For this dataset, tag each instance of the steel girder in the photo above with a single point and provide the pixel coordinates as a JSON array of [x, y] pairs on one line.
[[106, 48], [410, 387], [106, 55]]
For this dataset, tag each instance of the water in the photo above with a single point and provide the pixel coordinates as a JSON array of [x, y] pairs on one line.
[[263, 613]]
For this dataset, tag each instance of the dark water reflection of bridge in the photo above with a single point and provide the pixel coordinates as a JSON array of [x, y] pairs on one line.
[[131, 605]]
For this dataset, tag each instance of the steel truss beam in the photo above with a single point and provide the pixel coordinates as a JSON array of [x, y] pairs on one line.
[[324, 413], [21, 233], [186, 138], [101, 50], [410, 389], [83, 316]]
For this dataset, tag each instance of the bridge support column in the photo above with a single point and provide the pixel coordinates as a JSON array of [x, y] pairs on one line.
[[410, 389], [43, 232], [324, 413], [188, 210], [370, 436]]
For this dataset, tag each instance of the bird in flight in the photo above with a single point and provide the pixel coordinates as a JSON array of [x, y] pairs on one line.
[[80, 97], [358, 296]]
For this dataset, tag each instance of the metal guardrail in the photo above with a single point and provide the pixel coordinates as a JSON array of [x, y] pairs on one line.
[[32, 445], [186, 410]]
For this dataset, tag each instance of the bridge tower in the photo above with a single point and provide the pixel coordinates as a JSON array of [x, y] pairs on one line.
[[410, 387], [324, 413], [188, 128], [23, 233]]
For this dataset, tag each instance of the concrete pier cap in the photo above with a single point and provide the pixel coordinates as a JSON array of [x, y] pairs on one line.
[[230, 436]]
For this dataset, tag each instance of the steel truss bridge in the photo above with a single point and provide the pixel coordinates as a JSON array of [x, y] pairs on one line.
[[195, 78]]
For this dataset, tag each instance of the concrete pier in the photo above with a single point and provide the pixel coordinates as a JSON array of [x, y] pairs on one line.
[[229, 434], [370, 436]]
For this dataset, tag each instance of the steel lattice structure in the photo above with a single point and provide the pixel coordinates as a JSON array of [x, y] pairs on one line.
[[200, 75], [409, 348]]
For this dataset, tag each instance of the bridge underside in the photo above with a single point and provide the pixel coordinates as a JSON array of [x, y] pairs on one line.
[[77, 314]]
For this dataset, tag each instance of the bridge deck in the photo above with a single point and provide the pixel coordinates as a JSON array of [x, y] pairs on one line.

· · · ·

Required work — Rewrite every one of the records above, replacing "single point" with "one point" and leaving everything else unchanged.

Solved exercise —
For this dataset, tag each instance of the steel girder in the photo above with a one point and provide the pixel coordinates as a JSON array of [x, y] pairs on one line.
[[106, 48], [410, 387], [106, 55]]
For this dataset, tag each instance of the water in the photo above with a one point and provide the pixel coordinates as a JSON array of [x, y] pairs on one line.
[[263, 613]]
For this dataset, tag each instance of the dark water reflection of bridge in the photo above with a one point and provide the pixel coordinates as a JSON array of [x, y] pairs on one line.
[[131, 605]]
For this dataset, tag each instance of the steel truss beam in the photo above with a one point and provide the pixel coordinates as a JSON array of [x, y] pairs on one line.
[[324, 413], [21, 233], [186, 138], [101, 50], [410, 389], [83, 316]]
For this dataset, tag each instance of the bridge support column in the photo above with a one point and provide the pixel coordinates as a JSON array of [x, y] pairs on one line.
[[410, 389], [43, 232], [324, 413], [188, 210], [370, 436]]
For this dataset, tag each instance of the bird in flight in the photo above with a one point and provide the pixel coordinates as a JSON array of [x, y] pairs on one line.
[[80, 97], [358, 296]]
For this dataset, tag each instance of the metal guardrail in the photo above with a one point and provide the pixel coordinates as a JSON array of [x, y] pairs on one line.
[[32, 445], [186, 410]]
For this dataset, tag each instance of the bridge tower in the photo above with a one point and provide the pixel coordinates as a JSON array of [x, y] pairs on one line.
[[410, 387], [324, 413], [188, 128], [23, 233]]
For this dataset, tag each instance of the concrete pier cap in the photo above with a one point and provide the pixel coordinates as a JSON array of [x, y] pairs on one line.
[[230, 436]]
For this dataset, tag each instance of the steel truss bridge in the photo above with a one point and provide the pixel coordinates as a JSON array of [x, y] pairs on one line.
[[195, 78]]
For this dataset, tag each instance of the concrete pier in the photo above with a one point and provide the pixel coordinates as a JSON array of [x, y] pairs on one line.
[[229, 434], [370, 436]]
For this dataset, tag each instance of the steel lattice structure in the photo above with a one point and provide the pixel coordinates as a JSON array of [x, y] pairs on one line.
[[200, 75], [409, 348]]
For this dataset, tag each instance of the bridge underside in the photo above with a one point and provide the pixel coordinates as a JSON array of [x, y] pairs on one line.
[[77, 314]]
For this dataset, tag each instance of the bridge deck in the photo above with a one point and provide the pixel coordinates as a JSON array of [x, y] pairs on one line.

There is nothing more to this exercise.